» **Data shown**:
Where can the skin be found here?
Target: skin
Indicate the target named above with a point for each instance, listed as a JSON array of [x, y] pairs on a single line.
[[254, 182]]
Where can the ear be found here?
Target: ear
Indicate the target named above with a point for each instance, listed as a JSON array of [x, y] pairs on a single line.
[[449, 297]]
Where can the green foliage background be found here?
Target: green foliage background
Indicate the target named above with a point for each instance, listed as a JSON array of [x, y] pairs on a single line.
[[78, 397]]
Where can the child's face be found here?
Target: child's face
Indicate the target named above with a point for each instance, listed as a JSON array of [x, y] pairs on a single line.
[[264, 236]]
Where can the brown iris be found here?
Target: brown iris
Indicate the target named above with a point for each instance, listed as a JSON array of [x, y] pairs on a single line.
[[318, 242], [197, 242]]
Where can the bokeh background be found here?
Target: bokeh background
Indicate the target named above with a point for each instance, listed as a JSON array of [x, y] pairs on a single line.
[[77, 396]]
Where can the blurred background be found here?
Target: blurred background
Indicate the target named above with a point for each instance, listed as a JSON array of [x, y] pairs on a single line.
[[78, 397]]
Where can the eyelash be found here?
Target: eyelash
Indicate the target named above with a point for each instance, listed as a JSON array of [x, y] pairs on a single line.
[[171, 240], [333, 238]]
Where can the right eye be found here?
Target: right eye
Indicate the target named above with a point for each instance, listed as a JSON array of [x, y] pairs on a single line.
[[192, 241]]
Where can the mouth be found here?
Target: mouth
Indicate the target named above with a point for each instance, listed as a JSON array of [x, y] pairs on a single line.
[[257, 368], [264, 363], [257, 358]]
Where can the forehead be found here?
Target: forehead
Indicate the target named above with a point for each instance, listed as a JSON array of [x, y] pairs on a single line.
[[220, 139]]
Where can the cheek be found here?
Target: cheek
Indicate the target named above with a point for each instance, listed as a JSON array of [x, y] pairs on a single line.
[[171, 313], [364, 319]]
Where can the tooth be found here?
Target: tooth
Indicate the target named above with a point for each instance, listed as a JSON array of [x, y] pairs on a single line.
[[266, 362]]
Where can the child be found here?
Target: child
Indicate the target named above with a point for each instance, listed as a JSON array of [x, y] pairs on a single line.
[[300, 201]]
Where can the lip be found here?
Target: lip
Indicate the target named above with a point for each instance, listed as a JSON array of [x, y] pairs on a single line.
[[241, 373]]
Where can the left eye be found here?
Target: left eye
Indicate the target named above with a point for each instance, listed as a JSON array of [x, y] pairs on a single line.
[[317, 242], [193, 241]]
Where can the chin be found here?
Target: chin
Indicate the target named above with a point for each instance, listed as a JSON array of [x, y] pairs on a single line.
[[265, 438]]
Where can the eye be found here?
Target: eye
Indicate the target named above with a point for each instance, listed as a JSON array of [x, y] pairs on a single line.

» **Brief**: The full listing above should be reproduced exactly.

» **Result**:
Where can the skin be found here?
Target: skin
Indicate the target named above with a point for each instance, listed as a JSON array of [x, y] pairs on a single line.
[[254, 182]]
Where can the ear be found here?
Target: ear
Indicate the target named above with a point for each instance, listed as a JSON array of [x, y] pairs on a single line.
[[449, 297]]
Where can the green foliage background be found here?
Target: green foliage background
Indicate the target named above with a point for each instance, listed as a JSON array of [x, y] pairs on a single line.
[[78, 397]]
Where can the child's face be found here?
Target: child's face
Indicate the target named above with a point for each instance, listed as a JSON array of [x, y] pairs on a single line.
[[264, 236]]
Where can the brown iris be found here?
Target: brown iris
Indicate the target named above with a point for each instance, listed as a JSON array of [x, y] pairs on a single line.
[[318, 242], [197, 242]]
Where can the bokeh background be found here?
Target: bokeh background
Indicate the target named above with a point for each instance, listed as a JSON array of [x, y] pairs on a single line.
[[77, 396]]
Where can the blurred background be found here?
Target: blurred background
Indicate the target named above with a point for each instance, listed as a JSON array of [x, y] pairs on a single line.
[[78, 397]]
Where can the eyelash be found here?
Target: eyelash
Indicate the target named above with a point for each instance, listed as a JSON array of [x, y] pairs on a single line.
[[171, 240], [333, 238]]
Where can the right eye be found here?
Target: right eye
Indicate the target named above with a point for each instance, listed as a JSON array of [x, y] pairs on a single line.
[[192, 241]]
Where can the mouth be found here?
Target: mouth
Indicate the target named above with a point for each instance, listed as a JSON array of [x, y] pairs on a single line.
[[257, 368], [264, 363], [257, 358]]
Where can the forehead be found here?
Target: forehead
Indicate the target named above with a point for each instance, listed as a JSON array of [x, y] pairs on a single line.
[[220, 139]]
Where can the cheek be found here?
Target: cheek
Indicate the target named above with a point for each instance, listed as a JSON array of [x, y] pairs on a single line.
[[171, 313], [364, 319]]
Where can the tooth be found here?
Target: tooth
Indicate the target named above with a point for each instance, listed as a JSON array of [x, y] pairs on a single line.
[[266, 362]]
Where can the child be found here?
Target: child
Indicate the target named above with a point for each instance, listed as a JSON array of [x, y] pairs on a single line.
[[300, 201]]
Where can the lip be found here?
Target: lip
Indicate the target named above with a point for each instance, listed as a JSON array of [x, y] pairs on a single line.
[[241, 373]]
Where can the left eye be found here?
Target: left eye
Indicate the target named above with a point for each instance, listed as a JSON array of [x, y] pairs on a single line.
[[317, 242], [193, 241]]
Where can the chin be found here?
Target: chin
Indicate the target named above with a point for each instance, listed as a JSON array of [x, y] pairs on a single line.
[[265, 438]]
Where can the eye be found here?
Target: eye
Indicate the target named above with a point for each instance, listed as a JSON array of [x, y] pairs on a single line.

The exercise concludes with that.